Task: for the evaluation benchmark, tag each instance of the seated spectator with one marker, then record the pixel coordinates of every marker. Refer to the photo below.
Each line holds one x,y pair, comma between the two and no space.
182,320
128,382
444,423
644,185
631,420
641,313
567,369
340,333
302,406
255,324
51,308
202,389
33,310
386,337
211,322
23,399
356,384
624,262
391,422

****************

• **Written problem**:
Could you transcribe the whole listing above line for line, with every character unchanged?

• **Result of this task**:
Task: for the evaluation benchmark, tag each instance of the seated spectator with one marker, then record the pixel coordinates of every marker. Refer to the photo below.
Each line holds one x,y pair, comma between the two and no space.
182,320
128,382
444,423
644,185
631,420
641,313
567,369
340,333
302,406
255,324
51,308
202,389
33,310
386,337
211,322
23,399
356,384
624,262
391,422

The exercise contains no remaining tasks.